Entries from a point annotation set
• • • • • • •

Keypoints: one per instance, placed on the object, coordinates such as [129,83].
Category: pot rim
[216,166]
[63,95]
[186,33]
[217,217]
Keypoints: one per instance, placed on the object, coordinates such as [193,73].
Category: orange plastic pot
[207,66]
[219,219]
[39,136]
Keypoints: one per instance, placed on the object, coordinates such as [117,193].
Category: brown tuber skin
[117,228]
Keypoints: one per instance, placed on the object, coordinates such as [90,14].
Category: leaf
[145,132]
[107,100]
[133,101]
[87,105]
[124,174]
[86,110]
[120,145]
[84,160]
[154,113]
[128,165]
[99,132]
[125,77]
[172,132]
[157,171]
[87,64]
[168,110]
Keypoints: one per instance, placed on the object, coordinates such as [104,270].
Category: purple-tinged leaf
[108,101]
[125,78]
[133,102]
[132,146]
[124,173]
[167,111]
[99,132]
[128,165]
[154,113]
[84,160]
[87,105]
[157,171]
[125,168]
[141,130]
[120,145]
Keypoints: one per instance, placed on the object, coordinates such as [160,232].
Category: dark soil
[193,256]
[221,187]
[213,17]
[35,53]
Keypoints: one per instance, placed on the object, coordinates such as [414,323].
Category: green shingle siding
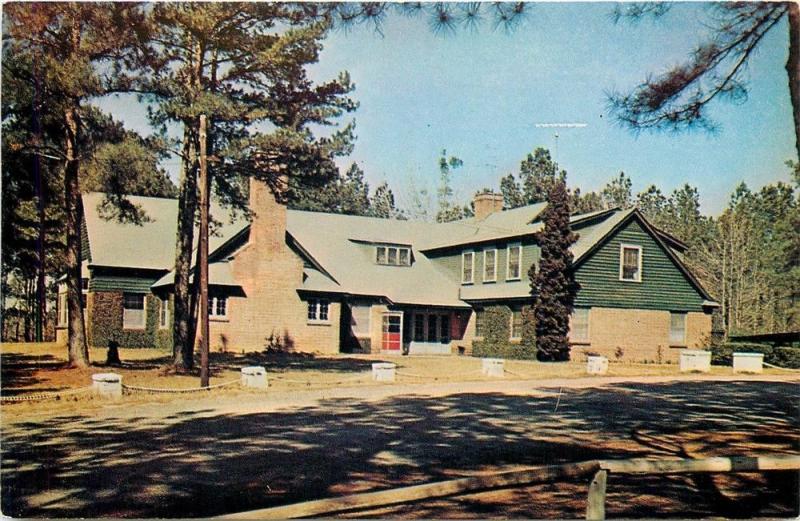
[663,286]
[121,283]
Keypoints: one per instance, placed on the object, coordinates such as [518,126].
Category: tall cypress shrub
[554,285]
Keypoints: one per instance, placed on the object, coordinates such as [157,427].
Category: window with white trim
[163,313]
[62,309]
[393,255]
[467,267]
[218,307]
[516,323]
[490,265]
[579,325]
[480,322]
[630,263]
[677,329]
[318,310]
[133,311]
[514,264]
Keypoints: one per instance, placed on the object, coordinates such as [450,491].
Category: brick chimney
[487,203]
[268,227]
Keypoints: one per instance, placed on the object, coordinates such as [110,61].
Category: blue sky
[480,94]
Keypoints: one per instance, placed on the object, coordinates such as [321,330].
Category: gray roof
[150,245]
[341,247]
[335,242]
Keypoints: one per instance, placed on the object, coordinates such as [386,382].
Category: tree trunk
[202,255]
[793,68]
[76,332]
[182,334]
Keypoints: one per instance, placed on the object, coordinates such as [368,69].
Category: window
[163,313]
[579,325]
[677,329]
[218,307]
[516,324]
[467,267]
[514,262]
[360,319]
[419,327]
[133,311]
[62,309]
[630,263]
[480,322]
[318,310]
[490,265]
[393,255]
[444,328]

• • • • • • •

What is required:
Copy out every one of the records above word for word, leaving out the pictures.

Result of the task:
Keypoints: one per instance, placed on the object, coordinates such as [129,83].
Category: pot rim
[216,166]
[63,95]
[186,33]
[217,217]
Keypoints: one per instance, placed on the object, coordinates such as [193,73].
Category: orange plastic pot
[207,66]
[219,219]
[39,136]
Keypoints: one per instance, placed on the object, coordinates such as [117,193].
Category: brown tuber skin
[117,228]
Keypoints: one per instance, placed on the object, coordinates such as [90,14].
Category: leaf
[145,132]
[107,100]
[133,101]
[87,105]
[124,174]
[86,110]
[120,145]
[84,160]
[154,113]
[128,165]
[99,132]
[125,77]
[172,132]
[157,171]
[87,64]
[168,110]
Keypoints: one per instance, placed on the object, coordinates such as [104,270].
Category: purple-tinged leaf
[108,101]
[125,78]
[133,102]
[132,146]
[124,173]
[167,111]
[99,132]
[128,165]
[154,113]
[84,160]
[87,105]
[157,171]
[125,168]
[141,130]
[120,145]
Keypoints: one per instance, placed on the object, coordinates such as [160,232].
Category: dark soil
[193,256]
[221,187]
[213,17]
[35,53]
Keypoints: one per instance, placed on the object, coordinates such as [414,323].
Category: green shingle siding
[663,286]
[121,283]
Keypoints: one per instance, placed on the object, coordinates such as [518,126].
Category: tall cypress shrub
[554,285]
Keypoints: one per instance, placed on the object, coordinates such as [157,427].
Category: window with white trim
[163,313]
[62,309]
[393,255]
[467,267]
[218,307]
[516,323]
[490,265]
[579,325]
[480,322]
[630,263]
[677,329]
[318,310]
[133,311]
[514,264]
Keypoints: one per instance, placed on the object, coordinates such as [450,491].
Category: brick chimney
[487,203]
[268,227]
Keypoints: one per instance, placed on the object, coordinates such as [110,61].
Category: blue sky
[480,94]
Keypoints: one per instance, placed on the object, coordinates such as [321,330].
Category: gray roof
[150,245]
[341,247]
[335,242]
Keypoints: one per instance, placed on the object, coordinates such as [386,382].
Category: tree trunk
[202,255]
[793,68]
[76,332]
[182,334]
Keypoints: one per instance, placed on the object, coordinates such as [368,69].
Category: window
[163,313]
[579,325]
[677,329]
[218,307]
[516,324]
[467,267]
[514,262]
[360,319]
[419,327]
[133,311]
[62,309]
[630,263]
[480,322]
[318,310]
[490,265]
[393,255]
[444,328]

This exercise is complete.